- _PROMPT_: Swap "white jockey pants" for "white riding breeches" everywhere it appears in the data, and leave everything else unchanged.

(Named object pointing data)
[Start]

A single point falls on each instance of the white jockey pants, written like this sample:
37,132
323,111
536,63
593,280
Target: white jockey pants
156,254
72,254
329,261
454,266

[End]

- _RESPONSE_:
A single point falls on each instance of the white riding breeches, written like this sample:
37,132
323,111
536,63
593,280
Target: white riding breeches
156,254
72,254
329,261
454,266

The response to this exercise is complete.